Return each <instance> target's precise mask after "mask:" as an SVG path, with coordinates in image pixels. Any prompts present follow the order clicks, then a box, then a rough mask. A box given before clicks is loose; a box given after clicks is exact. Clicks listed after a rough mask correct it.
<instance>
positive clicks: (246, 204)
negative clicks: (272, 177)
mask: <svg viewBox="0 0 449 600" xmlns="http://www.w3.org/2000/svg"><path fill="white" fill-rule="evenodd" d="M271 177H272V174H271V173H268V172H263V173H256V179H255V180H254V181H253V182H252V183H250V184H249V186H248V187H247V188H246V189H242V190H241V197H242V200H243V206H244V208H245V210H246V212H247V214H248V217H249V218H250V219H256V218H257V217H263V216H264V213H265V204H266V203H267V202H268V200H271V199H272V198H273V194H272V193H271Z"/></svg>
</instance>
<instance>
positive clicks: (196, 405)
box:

EXERCISE BRIEF » Turn the item lines above, from the first line up to and including the line with "negative clicks: (272, 177)", into a Markdown table with the columns Row and Item line, one numbered row per line and blank lines left out.

TASK SOLUTION »
| Row | Item line |
|---|---|
| 1 | Return each <instance> target's precise mask after "mask:" as an SVG path, with coordinates in image pixels. Any prompts present follow the order clicks, then a box, then a rough mask. A box given before clicks is loose; a box given after clicks is exact. Clicks listed after a rough mask correct it. |
| 2 | <instance> |
| 3 | positive clicks: (246, 204) |
| 4 | negative clicks: (272, 177) |